Challenge —
Set out every line of the listing below as a numbered list, skipping the blank lines.

— START OF Recorded data —

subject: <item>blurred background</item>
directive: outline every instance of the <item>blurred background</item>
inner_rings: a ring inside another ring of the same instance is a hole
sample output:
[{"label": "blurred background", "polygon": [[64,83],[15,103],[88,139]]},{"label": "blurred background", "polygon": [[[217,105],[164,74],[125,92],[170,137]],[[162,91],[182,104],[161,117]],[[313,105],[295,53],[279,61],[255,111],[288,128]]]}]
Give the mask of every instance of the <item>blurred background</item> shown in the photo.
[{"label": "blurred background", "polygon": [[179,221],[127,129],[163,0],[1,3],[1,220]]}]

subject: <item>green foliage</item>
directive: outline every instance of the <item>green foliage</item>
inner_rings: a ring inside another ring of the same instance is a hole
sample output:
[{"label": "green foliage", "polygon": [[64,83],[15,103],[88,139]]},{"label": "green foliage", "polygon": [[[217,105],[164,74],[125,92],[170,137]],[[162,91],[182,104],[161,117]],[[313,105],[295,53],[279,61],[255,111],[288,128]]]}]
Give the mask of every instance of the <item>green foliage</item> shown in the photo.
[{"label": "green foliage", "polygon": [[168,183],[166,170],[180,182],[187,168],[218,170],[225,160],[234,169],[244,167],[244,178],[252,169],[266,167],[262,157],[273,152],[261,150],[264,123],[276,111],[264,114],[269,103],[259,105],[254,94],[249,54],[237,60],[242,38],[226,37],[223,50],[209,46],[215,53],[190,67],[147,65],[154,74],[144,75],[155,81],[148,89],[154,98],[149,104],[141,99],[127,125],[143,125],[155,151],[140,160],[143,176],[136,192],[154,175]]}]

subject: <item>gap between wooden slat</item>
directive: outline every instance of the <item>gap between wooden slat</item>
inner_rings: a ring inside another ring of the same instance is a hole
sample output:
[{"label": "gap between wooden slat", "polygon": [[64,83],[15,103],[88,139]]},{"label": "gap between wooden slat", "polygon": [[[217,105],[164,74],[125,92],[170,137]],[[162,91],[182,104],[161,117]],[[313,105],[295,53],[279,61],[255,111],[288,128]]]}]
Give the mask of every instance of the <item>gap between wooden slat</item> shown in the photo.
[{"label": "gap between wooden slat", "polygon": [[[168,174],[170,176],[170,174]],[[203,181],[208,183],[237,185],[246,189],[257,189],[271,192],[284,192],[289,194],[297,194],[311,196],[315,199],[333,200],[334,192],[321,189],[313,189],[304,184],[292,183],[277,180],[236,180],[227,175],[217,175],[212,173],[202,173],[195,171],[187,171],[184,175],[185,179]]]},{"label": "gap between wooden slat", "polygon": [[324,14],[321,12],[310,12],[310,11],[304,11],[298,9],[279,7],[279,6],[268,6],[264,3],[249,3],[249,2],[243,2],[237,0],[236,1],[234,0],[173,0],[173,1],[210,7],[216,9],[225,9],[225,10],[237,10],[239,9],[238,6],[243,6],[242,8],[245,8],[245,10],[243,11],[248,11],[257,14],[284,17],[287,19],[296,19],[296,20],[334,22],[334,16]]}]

— END OF Recorded data —

Response —
1. subject: <item>blurred background</item>
2. directive: outline every instance of the <item>blurred background</item>
3. inner_rings: a ring inside another ring of the same instance is a hole
4. sample output:
5. [{"label": "blurred background", "polygon": [[64,83],[15,103],[88,139]]},{"label": "blurred background", "polygon": [[[217,105],[164,74],[125,92],[170,137]],[[162,91],[182,104],[161,117]],[[313,105],[295,53],[279,61],[255,111],[288,128]]]}]
6. Give the mask of every instance of the <item>blurred background</item> shown in the photo.
7. [{"label": "blurred background", "polygon": [[179,221],[127,129],[163,0],[1,3],[1,220]]}]
8. subject: <item>green foliage</item>
9. directive: outline every instance of the <item>green foliage</item>
10. inner_rings: a ring inside another ring of the same instance is a hole
11. sample output:
12. [{"label": "green foliage", "polygon": [[64,83],[15,103],[88,139]]},{"label": "green foliage", "polygon": [[[217,105],[164,74],[125,92],[170,137]],[[162,91],[182,104],[161,117]],[[313,105],[295,53],[279,61],[255,111],[288,128]]]}]
13. Give the mask of every instance of the <item>green foliage</item> shown in the photo.
14. [{"label": "green foliage", "polygon": [[168,183],[166,170],[180,182],[187,168],[218,170],[225,160],[234,169],[244,167],[244,178],[252,169],[266,167],[262,157],[273,152],[261,150],[264,123],[276,111],[264,114],[269,103],[259,105],[254,94],[249,54],[237,60],[242,38],[226,37],[223,50],[209,46],[215,53],[190,67],[147,65],[154,74],[144,75],[155,81],[148,89],[154,98],[149,104],[141,99],[127,125],[143,125],[155,151],[140,160],[143,176],[136,192],[154,175]]}]
15. subject: <item>gap between wooden slat</item>
16. directive: outline every instance of the <item>gap between wooden slat</item>
17. inner_rings: a ring inside another ring of the same instance is a hole
18. sample output:
19. [{"label": "gap between wooden slat", "polygon": [[64,83],[15,103],[88,139]]},{"label": "gap between wooden slat", "polygon": [[[217,105],[164,74],[125,92],[170,137]],[[162,91],[182,104],[161,117]],[[313,105],[295,53],[279,61],[255,111],[288,128]]]}]
20. Give the mask of every instance of the <item>gap between wooden slat</item> shown in the photo.
21. [{"label": "gap between wooden slat", "polygon": [[[168,174],[170,176],[170,174]],[[203,181],[208,183],[237,185],[246,189],[257,189],[271,192],[284,192],[289,194],[297,194],[311,196],[315,199],[333,200],[334,192],[321,189],[313,189],[304,184],[292,183],[277,180],[236,180],[227,175],[217,175],[212,173],[202,173],[195,171],[187,171],[184,175],[185,179]]]},{"label": "gap between wooden slat", "polygon": [[324,14],[321,12],[310,12],[310,11],[304,11],[298,9],[279,7],[279,6],[268,6],[264,3],[249,3],[249,2],[243,2],[237,0],[236,1],[234,0],[173,0],[173,1],[210,7],[216,9],[225,9],[225,10],[237,10],[239,9],[238,6],[243,6],[242,8],[245,8],[245,10],[243,11],[248,11],[257,14],[284,17],[287,19],[296,19],[296,20],[334,22],[334,16]]}]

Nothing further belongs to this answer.